• [Instructions to follow]: Every line holding the string "dirt" is to be copied from the entries below.

• [Supplied material]:

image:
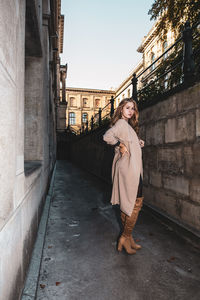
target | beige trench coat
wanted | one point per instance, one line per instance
(126, 169)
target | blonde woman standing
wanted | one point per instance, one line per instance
(127, 171)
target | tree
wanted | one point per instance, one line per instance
(172, 14)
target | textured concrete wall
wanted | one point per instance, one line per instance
(171, 130)
(171, 157)
(27, 133)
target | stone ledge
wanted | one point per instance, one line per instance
(186, 233)
(31, 166)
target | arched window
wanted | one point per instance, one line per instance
(85, 102)
(97, 103)
(84, 117)
(72, 101)
(72, 118)
(153, 57)
(165, 46)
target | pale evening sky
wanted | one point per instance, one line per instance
(101, 38)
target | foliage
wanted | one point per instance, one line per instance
(174, 13)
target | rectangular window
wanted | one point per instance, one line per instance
(72, 119)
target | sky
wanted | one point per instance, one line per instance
(101, 38)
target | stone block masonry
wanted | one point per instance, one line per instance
(172, 157)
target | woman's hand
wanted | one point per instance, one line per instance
(141, 142)
(123, 149)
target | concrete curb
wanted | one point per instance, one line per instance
(31, 283)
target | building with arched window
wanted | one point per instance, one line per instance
(72, 118)
(85, 103)
(84, 118)
(72, 101)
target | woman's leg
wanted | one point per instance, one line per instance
(136, 210)
(129, 222)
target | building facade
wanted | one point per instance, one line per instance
(85, 103)
(31, 40)
(152, 46)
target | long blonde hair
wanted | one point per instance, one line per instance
(133, 121)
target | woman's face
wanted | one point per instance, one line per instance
(128, 110)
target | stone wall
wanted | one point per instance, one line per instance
(171, 130)
(27, 136)
(171, 156)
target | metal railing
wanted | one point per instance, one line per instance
(182, 59)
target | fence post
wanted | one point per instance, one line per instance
(112, 106)
(100, 116)
(92, 123)
(134, 83)
(188, 60)
(82, 128)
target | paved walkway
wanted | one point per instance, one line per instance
(80, 261)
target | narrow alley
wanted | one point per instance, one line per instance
(80, 260)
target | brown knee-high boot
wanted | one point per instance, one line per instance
(124, 241)
(129, 224)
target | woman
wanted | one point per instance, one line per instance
(127, 169)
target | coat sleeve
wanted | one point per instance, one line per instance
(112, 135)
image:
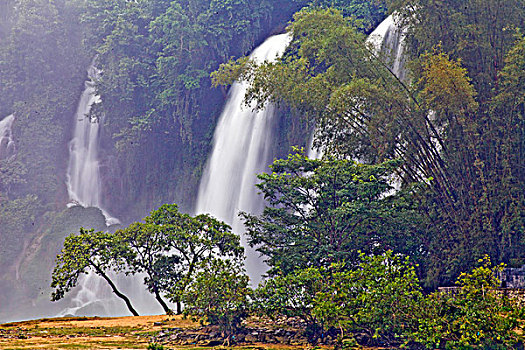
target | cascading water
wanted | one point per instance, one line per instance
(84, 183)
(241, 149)
(83, 174)
(7, 144)
(389, 42)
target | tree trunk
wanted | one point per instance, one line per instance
(162, 303)
(115, 290)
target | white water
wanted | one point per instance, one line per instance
(84, 184)
(241, 149)
(388, 40)
(7, 144)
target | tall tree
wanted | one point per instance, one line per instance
(97, 252)
(450, 130)
(321, 212)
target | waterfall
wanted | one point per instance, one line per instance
(388, 40)
(7, 144)
(84, 184)
(241, 149)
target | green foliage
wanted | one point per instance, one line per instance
(169, 246)
(447, 123)
(375, 299)
(155, 346)
(219, 295)
(89, 250)
(473, 316)
(293, 295)
(324, 211)
(369, 13)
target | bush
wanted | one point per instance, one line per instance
(219, 295)
(474, 316)
(293, 295)
(375, 299)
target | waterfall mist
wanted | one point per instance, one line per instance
(93, 296)
(241, 149)
(7, 144)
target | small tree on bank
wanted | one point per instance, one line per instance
(98, 252)
(168, 247)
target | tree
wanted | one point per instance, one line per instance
(376, 299)
(324, 211)
(447, 123)
(219, 295)
(97, 252)
(473, 315)
(293, 295)
(169, 246)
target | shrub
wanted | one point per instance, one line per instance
(219, 295)
(474, 316)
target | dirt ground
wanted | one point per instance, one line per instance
(98, 333)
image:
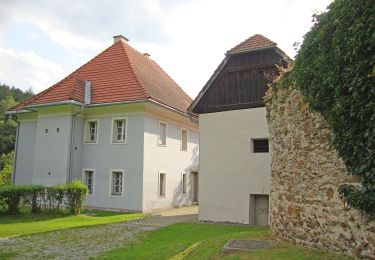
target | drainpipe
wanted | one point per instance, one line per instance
(15, 153)
(71, 150)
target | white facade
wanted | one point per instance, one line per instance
(230, 171)
(51, 149)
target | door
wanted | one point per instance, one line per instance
(195, 187)
(261, 210)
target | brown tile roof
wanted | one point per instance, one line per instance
(120, 73)
(257, 41)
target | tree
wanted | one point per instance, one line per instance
(335, 70)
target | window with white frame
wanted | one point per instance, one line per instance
(88, 176)
(183, 139)
(116, 183)
(119, 130)
(162, 140)
(184, 183)
(162, 184)
(91, 131)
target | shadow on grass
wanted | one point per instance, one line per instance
(26, 216)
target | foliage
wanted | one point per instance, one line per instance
(75, 193)
(9, 97)
(6, 166)
(205, 241)
(12, 195)
(335, 70)
(27, 223)
(53, 197)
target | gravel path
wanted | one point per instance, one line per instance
(82, 243)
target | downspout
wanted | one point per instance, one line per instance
(15, 153)
(71, 151)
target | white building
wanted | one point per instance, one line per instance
(120, 123)
(235, 163)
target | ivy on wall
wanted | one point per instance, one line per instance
(335, 70)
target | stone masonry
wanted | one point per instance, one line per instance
(305, 207)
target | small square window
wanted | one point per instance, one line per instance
(119, 130)
(162, 184)
(260, 146)
(183, 140)
(184, 183)
(89, 180)
(116, 183)
(162, 140)
(91, 131)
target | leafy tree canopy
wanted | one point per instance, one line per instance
(335, 70)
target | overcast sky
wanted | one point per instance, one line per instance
(41, 41)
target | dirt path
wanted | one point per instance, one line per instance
(82, 243)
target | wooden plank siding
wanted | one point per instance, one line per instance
(241, 83)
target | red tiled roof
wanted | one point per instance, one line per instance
(120, 73)
(257, 41)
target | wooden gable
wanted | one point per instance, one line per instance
(240, 81)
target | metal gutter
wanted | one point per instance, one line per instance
(71, 151)
(15, 153)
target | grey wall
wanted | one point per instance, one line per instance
(25, 153)
(128, 157)
(51, 156)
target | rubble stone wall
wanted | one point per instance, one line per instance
(305, 207)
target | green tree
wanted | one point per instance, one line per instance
(335, 70)
(6, 166)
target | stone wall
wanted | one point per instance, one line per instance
(306, 173)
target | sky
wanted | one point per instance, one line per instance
(42, 41)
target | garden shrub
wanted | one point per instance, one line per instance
(12, 196)
(335, 70)
(75, 194)
(53, 197)
(33, 194)
(72, 194)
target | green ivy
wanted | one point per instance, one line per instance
(335, 70)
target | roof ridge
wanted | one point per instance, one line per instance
(248, 45)
(124, 46)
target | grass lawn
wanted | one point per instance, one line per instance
(202, 241)
(29, 223)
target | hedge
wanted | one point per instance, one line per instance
(72, 195)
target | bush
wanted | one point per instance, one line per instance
(72, 194)
(32, 194)
(53, 197)
(12, 195)
(335, 70)
(75, 194)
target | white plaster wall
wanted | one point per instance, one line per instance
(25, 152)
(51, 152)
(105, 156)
(169, 159)
(229, 170)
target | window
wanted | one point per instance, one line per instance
(119, 130)
(184, 183)
(91, 131)
(260, 146)
(116, 182)
(162, 184)
(162, 140)
(88, 176)
(183, 140)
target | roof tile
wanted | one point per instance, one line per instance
(120, 73)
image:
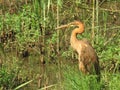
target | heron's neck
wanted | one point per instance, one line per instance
(74, 40)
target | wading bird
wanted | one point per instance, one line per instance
(87, 57)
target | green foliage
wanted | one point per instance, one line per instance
(35, 23)
(75, 80)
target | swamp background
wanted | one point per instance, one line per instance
(35, 56)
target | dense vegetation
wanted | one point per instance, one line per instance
(35, 56)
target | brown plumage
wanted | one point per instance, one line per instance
(88, 59)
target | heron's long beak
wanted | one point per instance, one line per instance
(64, 26)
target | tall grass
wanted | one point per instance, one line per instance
(34, 30)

• [Response to this task]:
target | dirt ground
target | dirt path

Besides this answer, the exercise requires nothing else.